"""

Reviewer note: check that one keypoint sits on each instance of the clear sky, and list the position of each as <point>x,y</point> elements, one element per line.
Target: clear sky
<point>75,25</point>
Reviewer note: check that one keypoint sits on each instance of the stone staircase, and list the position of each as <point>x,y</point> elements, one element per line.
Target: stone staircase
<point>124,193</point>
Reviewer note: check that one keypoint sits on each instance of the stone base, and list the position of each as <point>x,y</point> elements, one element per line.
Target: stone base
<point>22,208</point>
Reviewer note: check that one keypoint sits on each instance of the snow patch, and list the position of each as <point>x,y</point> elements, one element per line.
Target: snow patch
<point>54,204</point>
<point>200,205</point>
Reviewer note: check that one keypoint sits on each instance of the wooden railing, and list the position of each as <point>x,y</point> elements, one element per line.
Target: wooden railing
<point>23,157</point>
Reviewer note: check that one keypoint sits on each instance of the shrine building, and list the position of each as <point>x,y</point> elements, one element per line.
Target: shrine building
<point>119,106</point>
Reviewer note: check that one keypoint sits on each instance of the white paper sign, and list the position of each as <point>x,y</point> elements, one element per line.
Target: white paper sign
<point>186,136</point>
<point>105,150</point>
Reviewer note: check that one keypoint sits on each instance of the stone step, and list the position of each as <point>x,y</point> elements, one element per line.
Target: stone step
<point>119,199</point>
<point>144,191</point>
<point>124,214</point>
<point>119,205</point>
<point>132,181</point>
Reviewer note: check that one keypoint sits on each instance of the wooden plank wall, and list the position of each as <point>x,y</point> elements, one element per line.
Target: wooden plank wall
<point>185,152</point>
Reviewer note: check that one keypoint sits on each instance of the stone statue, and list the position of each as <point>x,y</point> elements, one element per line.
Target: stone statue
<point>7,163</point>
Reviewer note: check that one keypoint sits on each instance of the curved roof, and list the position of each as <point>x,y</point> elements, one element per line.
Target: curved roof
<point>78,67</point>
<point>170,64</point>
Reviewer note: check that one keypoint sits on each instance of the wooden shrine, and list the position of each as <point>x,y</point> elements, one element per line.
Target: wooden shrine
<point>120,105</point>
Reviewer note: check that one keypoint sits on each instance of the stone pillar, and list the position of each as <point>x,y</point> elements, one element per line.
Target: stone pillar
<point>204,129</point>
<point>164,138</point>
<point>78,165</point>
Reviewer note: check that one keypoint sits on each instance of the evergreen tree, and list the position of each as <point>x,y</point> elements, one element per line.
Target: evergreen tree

"""

▶ [PROBLEM TO WORK ON] Reproduce the lines from the one containing "of the evergreen" to the end of the entries, keeping both ends and adding nothing.

▶ [RESULT]
Reviewer note: check that one keypoint sits on each instance of the evergreen tree, and list the position of each as <point>x,y</point> elements, one element per line.
Target: evergreen tree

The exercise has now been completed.